# Data supplied
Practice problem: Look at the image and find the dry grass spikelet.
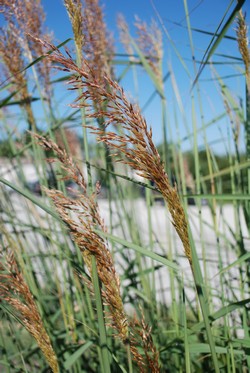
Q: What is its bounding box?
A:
[33,134,158,372]
[34,135,128,342]
[0,246,59,373]
[132,307,160,373]
[28,39,192,265]
[236,9,250,92]
[0,0,52,103]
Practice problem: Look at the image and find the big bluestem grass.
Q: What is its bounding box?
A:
[30,40,192,264]
[0,232,59,373]
[34,135,159,372]
[0,0,250,373]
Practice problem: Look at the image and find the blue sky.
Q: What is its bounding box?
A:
[0,0,250,152]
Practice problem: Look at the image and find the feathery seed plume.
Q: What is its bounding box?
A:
[0,246,59,373]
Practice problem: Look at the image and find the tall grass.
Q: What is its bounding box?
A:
[0,0,250,373]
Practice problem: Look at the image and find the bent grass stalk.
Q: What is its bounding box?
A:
[28,39,219,372]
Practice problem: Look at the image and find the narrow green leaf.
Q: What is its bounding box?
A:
[95,229,180,271]
[63,341,93,369]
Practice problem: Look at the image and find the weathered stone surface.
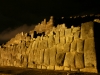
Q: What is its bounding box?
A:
[74,31,80,39]
[28,63,37,68]
[84,38,97,67]
[36,50,40,64]
[64,67,71,71]
[40,49,44,64]
[60,36,66,44]
[42,40,48,49]
[72,27,80,33]
[81,21,94,39]
[66,36,73,43]
[54,36,60,44]
[50,46,56,65]
[64,52,75,68]
[44,49,50,65]
[70,40,77,52]
[80,68,98,73]
[60,28,65,37]
[77,39,84,52]
[75,53,84,68]
[56,43,64,53]
[48,35,54,48]
[63,43,70,53]
[56,31,60,37]
[65,28,72,37]
[56,53,65,66]
[55,66,64,70]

# Instructions to follow
Please write out the records above as a numbered list with one line per entry, leaving out blank lines and the pictures.

# Exercise output
1. Practice problem: Look at the image and find the dry grass spikelet.
2. Q: What is its bounding box?
3. A:
4. [33,134,158,372]
5. [34,135,128,342]
6. [0,246,59,373]
7. [132,307,160,373]
8. [28,39,192,265]
9. [236,9,250,92]
10. [0,0,52,103]
11. Practice problem: Look at the image and find the big bluestem grass.
12. Q: What is its bounding box?
13. A:
14. [30,40,192,264]
15. [0,232,59,373]
16. [34,135,159,372]
17. [0,0,250,373]
18. Practice problem: Look at the image and find the blue sky.
19. Q: What is its bounding box?
20. A:
21. [0,0,250,152]
22. Practice problem: Look at the image and find the feathery seed plume.
23. Q: What is its bounding box?
24. A:
25. [0,246,59,373]
26. Practice problem: Look at the image and find the tall grass.
27. Q: What is its bounding box?
28. A:
29. [0,0,250,373]
30. Practice problem: Look at the image and find the bent grass stalk.
31. Q: What is its bounding box?
32. A:
33. [28,39,219,372]
34. Practice problem: Look at the image and find the narrow green leaf.
35. Q: What is its bounding box?
36. A:
37. [95,229,180,271]
38. [63,341,93,369]
39. Practice problem: Look at the image and find the weathered stone surface.
40. Q: What is its bounding box?
41. A:
42. [74,31,80,39]
43. [28,63,37,68]
44. [84,38,97,67]
45. [36,50,40,64]
46. [64,67,71,71]
47. [40,49,44,64]
48. [60,36,66,44]
49. [42,40,48,49]
50. [72,27,80,33]
51. [81,21,94,39]
52. [66,36,73,43]
53. [54,36,60,44]
54. [50,46,56,65]
55. [64,52,75,68]
56. [44,49,50,65]
57. [70,40,77,52]
58. [80,68,98,73]
59. [60,28,65,37]
60. [77,39,84,52]
61. [75,53,84,68]
62. [56,43,64,53]
63. [48,35,54,48]
64. [63,43,70,53]
65. [56,31,60,37]
66. [65,28,72,37]
67. [56,53,65,66]
68. [55,66,64,70]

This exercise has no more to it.